Goal of the exercise ->
Return the data below verbatim, from the line containing "In the picture above, where can the green cross" through the final line, with both ends included.

____ Data records

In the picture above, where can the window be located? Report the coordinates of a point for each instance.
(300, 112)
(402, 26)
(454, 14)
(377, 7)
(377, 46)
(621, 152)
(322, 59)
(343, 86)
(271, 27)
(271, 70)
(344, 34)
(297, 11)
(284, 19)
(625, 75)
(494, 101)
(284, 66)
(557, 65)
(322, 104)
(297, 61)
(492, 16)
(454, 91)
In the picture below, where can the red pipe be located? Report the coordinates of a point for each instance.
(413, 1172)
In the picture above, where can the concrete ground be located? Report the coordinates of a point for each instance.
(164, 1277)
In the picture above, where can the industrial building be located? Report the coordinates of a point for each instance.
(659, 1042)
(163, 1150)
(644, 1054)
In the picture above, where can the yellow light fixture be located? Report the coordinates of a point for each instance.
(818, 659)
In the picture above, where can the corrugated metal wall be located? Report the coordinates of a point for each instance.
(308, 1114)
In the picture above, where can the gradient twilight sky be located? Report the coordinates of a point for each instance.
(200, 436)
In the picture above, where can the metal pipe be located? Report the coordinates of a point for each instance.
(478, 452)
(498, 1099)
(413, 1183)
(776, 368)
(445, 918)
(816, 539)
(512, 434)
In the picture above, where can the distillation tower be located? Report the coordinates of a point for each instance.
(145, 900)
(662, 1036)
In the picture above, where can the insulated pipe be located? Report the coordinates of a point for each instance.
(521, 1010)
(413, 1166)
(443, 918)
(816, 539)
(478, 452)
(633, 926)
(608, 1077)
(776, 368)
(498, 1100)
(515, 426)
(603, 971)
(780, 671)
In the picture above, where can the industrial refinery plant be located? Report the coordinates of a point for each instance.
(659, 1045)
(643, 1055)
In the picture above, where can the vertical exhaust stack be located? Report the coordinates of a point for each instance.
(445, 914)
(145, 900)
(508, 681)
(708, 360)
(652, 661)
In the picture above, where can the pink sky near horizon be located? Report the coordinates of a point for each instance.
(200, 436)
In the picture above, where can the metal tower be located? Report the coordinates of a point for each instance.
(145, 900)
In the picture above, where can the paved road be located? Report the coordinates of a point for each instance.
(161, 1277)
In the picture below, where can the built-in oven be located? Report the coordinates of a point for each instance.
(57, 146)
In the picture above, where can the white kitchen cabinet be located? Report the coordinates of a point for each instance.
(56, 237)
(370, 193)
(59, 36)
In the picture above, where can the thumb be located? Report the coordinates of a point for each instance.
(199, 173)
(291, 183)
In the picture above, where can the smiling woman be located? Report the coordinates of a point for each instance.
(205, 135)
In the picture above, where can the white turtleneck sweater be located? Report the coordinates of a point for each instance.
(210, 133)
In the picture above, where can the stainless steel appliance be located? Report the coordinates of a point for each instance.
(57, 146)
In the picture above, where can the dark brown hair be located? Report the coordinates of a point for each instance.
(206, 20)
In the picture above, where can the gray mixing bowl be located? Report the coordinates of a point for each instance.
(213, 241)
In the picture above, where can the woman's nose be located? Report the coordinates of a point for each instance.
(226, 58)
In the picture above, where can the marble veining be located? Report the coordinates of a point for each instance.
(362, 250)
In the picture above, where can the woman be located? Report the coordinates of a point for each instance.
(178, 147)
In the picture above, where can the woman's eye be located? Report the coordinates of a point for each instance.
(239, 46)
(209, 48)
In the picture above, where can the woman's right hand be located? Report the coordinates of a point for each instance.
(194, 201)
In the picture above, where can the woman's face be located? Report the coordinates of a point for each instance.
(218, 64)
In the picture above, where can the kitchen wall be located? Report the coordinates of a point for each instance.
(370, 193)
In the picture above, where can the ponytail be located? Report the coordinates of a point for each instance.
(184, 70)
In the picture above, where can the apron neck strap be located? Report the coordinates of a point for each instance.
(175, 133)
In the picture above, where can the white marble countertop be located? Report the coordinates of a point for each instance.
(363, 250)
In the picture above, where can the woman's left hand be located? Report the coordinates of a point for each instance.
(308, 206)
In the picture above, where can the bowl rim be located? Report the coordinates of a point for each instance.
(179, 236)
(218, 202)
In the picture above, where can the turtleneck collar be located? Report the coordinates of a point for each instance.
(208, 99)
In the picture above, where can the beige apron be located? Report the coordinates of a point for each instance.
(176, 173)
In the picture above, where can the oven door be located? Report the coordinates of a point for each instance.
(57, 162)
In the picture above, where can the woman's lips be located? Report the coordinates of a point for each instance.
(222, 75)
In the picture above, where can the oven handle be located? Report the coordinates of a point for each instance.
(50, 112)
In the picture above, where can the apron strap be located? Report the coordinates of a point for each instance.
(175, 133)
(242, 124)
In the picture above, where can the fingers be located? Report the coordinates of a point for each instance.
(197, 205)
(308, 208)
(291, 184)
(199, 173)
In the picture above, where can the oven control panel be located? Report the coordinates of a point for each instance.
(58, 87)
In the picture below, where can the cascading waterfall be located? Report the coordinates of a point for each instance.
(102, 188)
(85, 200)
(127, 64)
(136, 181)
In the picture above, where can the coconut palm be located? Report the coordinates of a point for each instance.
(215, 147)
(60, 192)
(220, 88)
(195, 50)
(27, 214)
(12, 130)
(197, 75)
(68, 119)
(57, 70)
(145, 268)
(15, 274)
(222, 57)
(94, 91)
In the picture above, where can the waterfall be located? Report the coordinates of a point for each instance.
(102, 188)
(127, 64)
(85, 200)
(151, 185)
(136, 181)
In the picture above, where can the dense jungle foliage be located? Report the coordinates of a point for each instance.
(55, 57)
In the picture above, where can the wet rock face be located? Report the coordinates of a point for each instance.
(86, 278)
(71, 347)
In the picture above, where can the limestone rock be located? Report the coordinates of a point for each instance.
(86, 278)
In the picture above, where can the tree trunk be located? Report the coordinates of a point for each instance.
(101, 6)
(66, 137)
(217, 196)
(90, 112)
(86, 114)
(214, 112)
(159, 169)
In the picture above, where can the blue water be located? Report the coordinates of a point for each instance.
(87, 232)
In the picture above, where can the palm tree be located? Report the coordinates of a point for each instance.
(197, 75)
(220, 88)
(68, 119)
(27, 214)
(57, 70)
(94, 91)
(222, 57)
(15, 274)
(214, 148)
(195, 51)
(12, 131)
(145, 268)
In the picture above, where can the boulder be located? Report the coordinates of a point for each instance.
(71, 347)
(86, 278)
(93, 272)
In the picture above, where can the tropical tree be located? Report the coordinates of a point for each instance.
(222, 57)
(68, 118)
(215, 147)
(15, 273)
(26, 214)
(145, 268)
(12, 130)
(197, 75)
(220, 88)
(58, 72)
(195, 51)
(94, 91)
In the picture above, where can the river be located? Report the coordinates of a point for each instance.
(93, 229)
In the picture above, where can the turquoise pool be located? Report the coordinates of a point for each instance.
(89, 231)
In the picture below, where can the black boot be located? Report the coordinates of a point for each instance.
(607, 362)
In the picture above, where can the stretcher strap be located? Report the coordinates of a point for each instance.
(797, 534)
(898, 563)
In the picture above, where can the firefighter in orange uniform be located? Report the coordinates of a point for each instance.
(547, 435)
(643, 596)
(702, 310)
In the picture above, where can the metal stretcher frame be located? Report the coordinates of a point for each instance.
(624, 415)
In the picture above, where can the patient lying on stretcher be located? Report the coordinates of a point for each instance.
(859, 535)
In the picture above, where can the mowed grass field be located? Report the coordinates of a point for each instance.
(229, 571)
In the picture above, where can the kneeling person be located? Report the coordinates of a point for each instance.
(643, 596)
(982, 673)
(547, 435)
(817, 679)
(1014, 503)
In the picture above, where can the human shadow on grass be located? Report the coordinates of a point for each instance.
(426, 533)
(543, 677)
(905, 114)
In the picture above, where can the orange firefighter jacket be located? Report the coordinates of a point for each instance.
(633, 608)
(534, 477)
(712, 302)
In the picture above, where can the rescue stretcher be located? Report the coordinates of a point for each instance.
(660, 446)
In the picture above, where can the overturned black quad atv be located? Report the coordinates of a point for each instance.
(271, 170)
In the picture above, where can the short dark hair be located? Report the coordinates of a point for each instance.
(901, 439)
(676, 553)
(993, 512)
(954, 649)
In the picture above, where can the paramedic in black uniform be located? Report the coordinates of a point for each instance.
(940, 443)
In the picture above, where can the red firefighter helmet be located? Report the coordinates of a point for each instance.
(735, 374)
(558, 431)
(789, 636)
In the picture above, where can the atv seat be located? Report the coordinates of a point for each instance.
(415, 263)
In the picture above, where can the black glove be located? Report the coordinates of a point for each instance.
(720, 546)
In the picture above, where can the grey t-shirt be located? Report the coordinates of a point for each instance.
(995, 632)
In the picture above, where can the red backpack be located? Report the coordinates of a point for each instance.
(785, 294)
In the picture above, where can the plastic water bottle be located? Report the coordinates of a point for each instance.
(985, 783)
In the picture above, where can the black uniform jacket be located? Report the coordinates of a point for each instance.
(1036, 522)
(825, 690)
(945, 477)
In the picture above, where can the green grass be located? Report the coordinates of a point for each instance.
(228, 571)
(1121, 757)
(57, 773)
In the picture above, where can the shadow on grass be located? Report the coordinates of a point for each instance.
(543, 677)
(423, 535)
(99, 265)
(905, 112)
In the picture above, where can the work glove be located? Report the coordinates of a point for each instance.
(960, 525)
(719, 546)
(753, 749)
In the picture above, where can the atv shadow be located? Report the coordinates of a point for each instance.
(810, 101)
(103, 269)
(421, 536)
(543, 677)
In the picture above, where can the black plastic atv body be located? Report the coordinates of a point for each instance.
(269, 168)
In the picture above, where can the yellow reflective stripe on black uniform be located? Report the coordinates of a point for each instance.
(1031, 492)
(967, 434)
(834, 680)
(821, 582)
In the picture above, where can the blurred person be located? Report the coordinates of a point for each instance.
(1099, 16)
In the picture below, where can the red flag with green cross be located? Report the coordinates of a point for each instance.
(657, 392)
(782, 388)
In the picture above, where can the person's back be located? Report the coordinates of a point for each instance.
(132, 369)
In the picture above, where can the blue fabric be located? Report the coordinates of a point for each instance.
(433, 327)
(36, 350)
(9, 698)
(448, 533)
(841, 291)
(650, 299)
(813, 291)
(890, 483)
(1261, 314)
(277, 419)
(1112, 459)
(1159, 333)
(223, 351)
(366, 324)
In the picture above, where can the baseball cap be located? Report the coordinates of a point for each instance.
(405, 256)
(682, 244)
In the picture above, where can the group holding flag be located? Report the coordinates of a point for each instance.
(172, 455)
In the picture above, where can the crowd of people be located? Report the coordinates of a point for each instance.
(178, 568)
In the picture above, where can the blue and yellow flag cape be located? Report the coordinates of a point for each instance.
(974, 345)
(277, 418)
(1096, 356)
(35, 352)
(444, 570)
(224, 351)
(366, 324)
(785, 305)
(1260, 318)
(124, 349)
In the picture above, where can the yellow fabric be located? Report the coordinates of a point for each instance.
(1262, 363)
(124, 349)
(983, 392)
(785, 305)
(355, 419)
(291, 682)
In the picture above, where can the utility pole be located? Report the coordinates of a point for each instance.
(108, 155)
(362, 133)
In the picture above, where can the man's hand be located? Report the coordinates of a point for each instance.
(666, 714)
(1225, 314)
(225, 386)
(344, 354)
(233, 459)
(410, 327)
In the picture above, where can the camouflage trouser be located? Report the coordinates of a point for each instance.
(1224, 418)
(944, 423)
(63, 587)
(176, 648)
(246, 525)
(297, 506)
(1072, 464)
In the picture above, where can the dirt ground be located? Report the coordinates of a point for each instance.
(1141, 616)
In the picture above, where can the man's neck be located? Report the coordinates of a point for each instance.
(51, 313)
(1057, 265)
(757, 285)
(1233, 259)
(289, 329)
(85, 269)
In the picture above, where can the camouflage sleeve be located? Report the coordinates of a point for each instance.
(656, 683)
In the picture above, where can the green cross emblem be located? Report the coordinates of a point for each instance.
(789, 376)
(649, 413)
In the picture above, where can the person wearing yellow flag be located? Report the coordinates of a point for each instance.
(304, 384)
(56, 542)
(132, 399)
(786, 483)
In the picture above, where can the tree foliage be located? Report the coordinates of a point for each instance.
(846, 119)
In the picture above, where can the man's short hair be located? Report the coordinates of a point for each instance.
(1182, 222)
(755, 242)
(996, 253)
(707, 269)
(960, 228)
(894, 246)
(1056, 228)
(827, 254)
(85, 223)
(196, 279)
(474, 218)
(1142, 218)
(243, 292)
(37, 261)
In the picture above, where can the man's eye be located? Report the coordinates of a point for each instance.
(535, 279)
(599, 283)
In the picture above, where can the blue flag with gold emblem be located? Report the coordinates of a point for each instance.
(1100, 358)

________

Correct response ->
In the picture above, where can the green cross emblem be located? Report the coordinates of a point for each instance.
(789, 376)
(649, 413)
In the picture above, where can the person wearing yellow flag be located? Report the coordinates of a point for each instance.
(304, 384)
(56, 542)
(132, 399)
(786, 483)
In the picture above, where can the tree foliage be located? Report the coordinates of a point for each instance.
(846, 119)
In the picture above, where can the man's short hair be located? Report the coordinates of a point for each instance.
(1182, 222)
(755, 242)
(996, 253)
(707, 269)
(960, 228)
(894, 246)
(1056, 228)
(827, 254)
(85, 223)
(196, 279)
(474, 218)
(1142, 218)
(243, 292)
(37, 261)
In the picture above, where can the man's eye be located? Report the coordinates of a point for each instance.
(535, 279)
(599, 283)
In the picture above, where can the blue flag with gold emblem be located? Report the coordinates of a point for each instance.
(1100, 358)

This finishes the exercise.